# INSTRUCCIÓN
Indica, por favor, si cada afirmación coincide con el texto dado. Responde sí o no y cita las palabras exactas del texto que lo deciden.
(a) En su primera visita al Morrillo, quien narra se quedó en la embarcación.
(b) El guía salió del agua al ver la barracuda.
(c) Según el guía, las barracudas grandes y viejas persiguen a su presa.

# TEXTO DADO
Con este último me encontré pocos años después en el “Immigration Detention Center" de Opa Loca, en septiembre del 61. Lo procesaron allí porque lo rescató un guarda costas en los cayos, al llegar en su bote. Para su suerte entonces no había regulación de “pies secos o mojados”.
En mi primera visita al “Morrillo” no tenía equipo, así que me quedé en la embarcación. Después llevé careta, un “snorkel”, un viejo “rifle” de arponear y “patas de rana” que me prestaron. En esa ocasión ensarté mi primera langosta.
Nunca me he sentido totalmente seguro en otro ambiente que no sea tierra firme y caminando. Amo el mar, pero le tengo profundo respeto. En una ocasión vi una “picuda” (barracuda) enorme como a treinta yardas de distancia. Yo estaba cerca del barco.
Nadé lo más rápido que pude y subí por la borda como un bólido. Me esperaba allí el resto de la partida menos el guía, quien permaneció en el agua sin inmutarse a pesar de nuestros gritos. Durante ese tiempo ensartó varias buenas langostas.
Cuando al fin regresara con ellas nos brindó una conferencia sobre el tamaño, edad y salud de las barracudas. Dijo que cuando crecen tanto están viejas y “siguatas” (nombre indígena de un envenenamiento de origen marino que puede ser fatal) y que esas nunca persiguen: se alimentan sólo de los peces que naden a su alcance inmediato. Hace años que la artritis no me permite nadar y que no entro al mar fuera de una embarcación, pero sea cual fuere la edad y el tamaño de una barracuda, no la quiero cerca.

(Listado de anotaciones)
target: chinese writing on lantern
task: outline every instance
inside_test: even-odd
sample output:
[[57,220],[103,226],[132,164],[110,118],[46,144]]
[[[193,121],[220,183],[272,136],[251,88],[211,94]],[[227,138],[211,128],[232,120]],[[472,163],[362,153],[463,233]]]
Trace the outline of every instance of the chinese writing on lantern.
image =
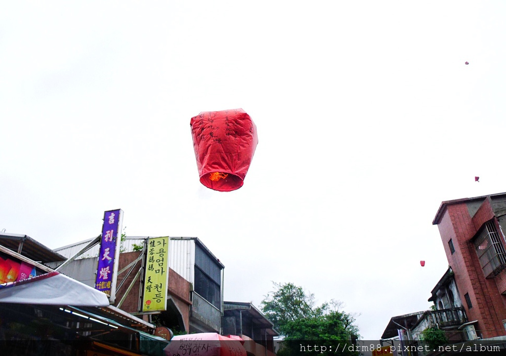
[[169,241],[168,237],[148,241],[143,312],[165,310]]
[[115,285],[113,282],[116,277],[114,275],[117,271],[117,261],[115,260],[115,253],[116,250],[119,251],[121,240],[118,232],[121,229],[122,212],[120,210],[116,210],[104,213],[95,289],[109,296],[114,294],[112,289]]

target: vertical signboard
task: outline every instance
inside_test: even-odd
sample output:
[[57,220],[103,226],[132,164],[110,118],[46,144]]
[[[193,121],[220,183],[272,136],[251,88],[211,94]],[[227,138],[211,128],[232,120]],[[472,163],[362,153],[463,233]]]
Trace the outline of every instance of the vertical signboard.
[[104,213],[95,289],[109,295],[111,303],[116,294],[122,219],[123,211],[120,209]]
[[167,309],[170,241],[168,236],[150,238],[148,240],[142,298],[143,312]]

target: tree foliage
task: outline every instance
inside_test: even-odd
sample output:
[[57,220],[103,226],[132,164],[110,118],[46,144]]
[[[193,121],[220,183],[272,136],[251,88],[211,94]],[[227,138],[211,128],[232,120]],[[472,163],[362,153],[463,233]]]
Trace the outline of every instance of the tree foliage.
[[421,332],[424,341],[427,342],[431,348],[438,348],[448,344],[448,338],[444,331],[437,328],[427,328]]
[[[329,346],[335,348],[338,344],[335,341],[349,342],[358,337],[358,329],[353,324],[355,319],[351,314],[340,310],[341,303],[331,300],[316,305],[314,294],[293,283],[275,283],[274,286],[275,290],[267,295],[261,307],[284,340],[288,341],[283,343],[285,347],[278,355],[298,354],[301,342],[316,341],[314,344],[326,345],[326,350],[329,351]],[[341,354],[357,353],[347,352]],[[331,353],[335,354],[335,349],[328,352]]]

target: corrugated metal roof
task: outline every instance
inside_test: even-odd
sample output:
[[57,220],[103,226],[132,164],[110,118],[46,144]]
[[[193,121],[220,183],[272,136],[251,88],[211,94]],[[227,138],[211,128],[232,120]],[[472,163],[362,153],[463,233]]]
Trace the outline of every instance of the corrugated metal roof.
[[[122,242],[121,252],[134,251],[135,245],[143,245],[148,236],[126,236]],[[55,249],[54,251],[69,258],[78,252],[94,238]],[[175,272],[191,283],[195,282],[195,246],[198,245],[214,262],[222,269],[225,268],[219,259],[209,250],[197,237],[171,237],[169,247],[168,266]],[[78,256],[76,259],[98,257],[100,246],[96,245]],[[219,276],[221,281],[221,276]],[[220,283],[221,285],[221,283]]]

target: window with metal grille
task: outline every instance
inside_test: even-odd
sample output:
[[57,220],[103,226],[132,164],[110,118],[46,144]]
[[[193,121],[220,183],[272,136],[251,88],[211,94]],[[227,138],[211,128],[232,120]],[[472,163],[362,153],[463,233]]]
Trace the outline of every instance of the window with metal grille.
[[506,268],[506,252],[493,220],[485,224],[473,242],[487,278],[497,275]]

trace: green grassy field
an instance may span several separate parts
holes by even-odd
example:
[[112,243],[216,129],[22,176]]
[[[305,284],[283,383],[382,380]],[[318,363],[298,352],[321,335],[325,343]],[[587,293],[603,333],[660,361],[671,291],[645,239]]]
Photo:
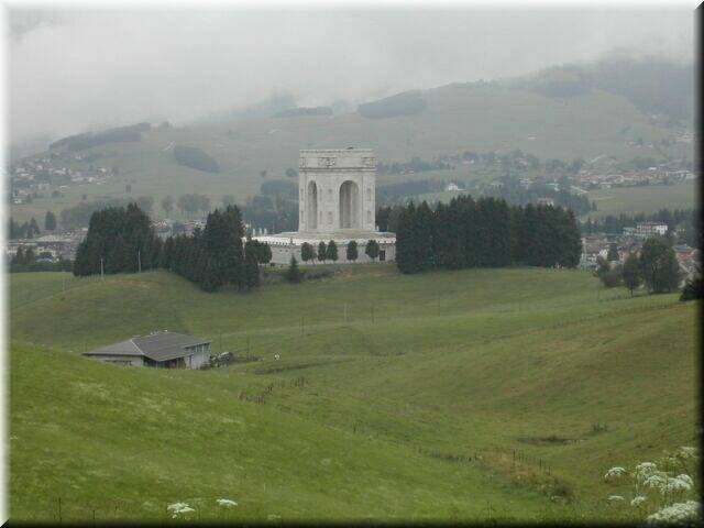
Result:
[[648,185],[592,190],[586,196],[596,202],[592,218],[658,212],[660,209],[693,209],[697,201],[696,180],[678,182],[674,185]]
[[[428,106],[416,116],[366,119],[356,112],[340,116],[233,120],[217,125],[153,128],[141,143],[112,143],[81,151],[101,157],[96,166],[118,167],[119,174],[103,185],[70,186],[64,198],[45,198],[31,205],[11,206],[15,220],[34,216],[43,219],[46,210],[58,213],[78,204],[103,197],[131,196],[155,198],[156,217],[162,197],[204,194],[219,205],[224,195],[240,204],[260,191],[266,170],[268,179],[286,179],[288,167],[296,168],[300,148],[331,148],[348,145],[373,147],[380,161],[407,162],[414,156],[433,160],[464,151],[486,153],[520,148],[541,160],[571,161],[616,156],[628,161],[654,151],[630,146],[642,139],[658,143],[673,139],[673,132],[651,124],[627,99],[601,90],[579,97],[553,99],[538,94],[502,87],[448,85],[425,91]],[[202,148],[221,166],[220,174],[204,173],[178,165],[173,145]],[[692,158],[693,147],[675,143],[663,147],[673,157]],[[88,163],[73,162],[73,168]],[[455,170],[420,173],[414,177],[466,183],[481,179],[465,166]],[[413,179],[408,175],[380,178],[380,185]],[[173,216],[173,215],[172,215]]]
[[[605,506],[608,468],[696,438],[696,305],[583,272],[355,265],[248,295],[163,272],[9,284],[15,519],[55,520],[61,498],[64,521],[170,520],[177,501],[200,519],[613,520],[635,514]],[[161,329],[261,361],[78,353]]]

# RESPUESTA ESPERADA
(a) Sí: «En mi primera visita al “Morrillo” no tenía equipo, así que me quedé en la embarcación.»
(b) No: «quien permaneció en el agua sin inmutarse a pesar de nuestros gritos.»
(c) No: «esas nunca persiguen: se alimentan sólo de los peces que naden a su alcance inmediato.»